• [WRITTEN EXERCISE A]
List every forum username that appears in the thread about the rough idle below.

• [SUPPLIED TEXT]
>>>>>

The owner of the shop suggested that it may just be the battery, that sometimes after a jump start the ecu will sort of reset itself and before that happens it is possible to experience rough idling. Went to Sears, charging system tested good, battery not so bueno. Replaced the battery, everything's dandy all day so far. Fingers crossed










_Modified by BlackGTiTurbo at 1:20 AM 1-31-2010_


----------



## vwhotrodder 2 (Feb 10, 2003)

*Re: Rough idle, then died, now won't start. (BlackGTiTurbo)*

Sai is (SECONDARY AIR INJECTION) FYI . This pump is for emmisions purposes and if not working properly will cause all kind's of probs. There are two hoses from the SAI one goes to the airbox the other too the EGR (exhaust gas resurculation).


_Modified by vwhotrodder 2 at 2:10 PM 1-31-2010_


----------



## radrabt (Oct 13, 2008)

*Re: Rough idle, then died, now won't start. (vwhotrodder 2)*

I pulled the timing belt cover and there is about 5 inches of the belt where there are no teeth. So, i guess the timing is off now. Im wondering if the engine has any serious damage.


----------



## 83_WabbitGTI (Jun 2, 2005)

Ooooof. 3 teeth is a little bit past the safety zone. 5 inches is valve smack time. 
Get a new belt on and re-time it, then do a compression check. You may get lucky. If the compression check fails, you'll need a valve job and possibly new pistons. 
I can't stress enough how important it is to regularly change the timing belt... 19 bucks vs 700-1200 for a head job, more on smacked pistons. 



_Modified by 83_WabbitGTI at 2:25 PM 2-3-2010_


----------



## radrabt (Oct 13, 2008)

<<<<<

(Pointing and labeling entries)
>>>>>

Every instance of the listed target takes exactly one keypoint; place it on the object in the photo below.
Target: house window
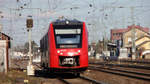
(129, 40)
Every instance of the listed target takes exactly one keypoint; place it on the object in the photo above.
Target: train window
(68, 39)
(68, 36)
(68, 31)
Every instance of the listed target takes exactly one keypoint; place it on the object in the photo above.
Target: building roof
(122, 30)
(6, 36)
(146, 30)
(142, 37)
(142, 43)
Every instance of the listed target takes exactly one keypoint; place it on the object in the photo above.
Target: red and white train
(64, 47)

<<<<<

• [WRITTEN EXERCISE B]
Rewrite the pointing and labeling entries with "keypoint" switched to "marker", leaving out the pictures.

• [FINAL ANSWER A]
BlackGTiTurbo, vwhotrodder 2, radrabt, 83_WabbitGTI

• [FINAL ANSWER B]
Every instance of the listed target takes exactly one marker; place it on the object in the photo below.
Target: house window
(129, 40)
Every instance of the listed target takes exactly one marker; place it on the object in the photo above.
Target: train window
(68, 39)
(68, 36)
(68, 31)
Every instance of the listed target takes exactly one marker; place it on the object in the photo above.
Target: building roof
(122, 30)
(6, 36)
(146, 30)
(142, 37)
(142, 43)
Every instance of the listed target takes exactly one marker; place it on the object in the photo above.
Target: red and white train
(64, 47)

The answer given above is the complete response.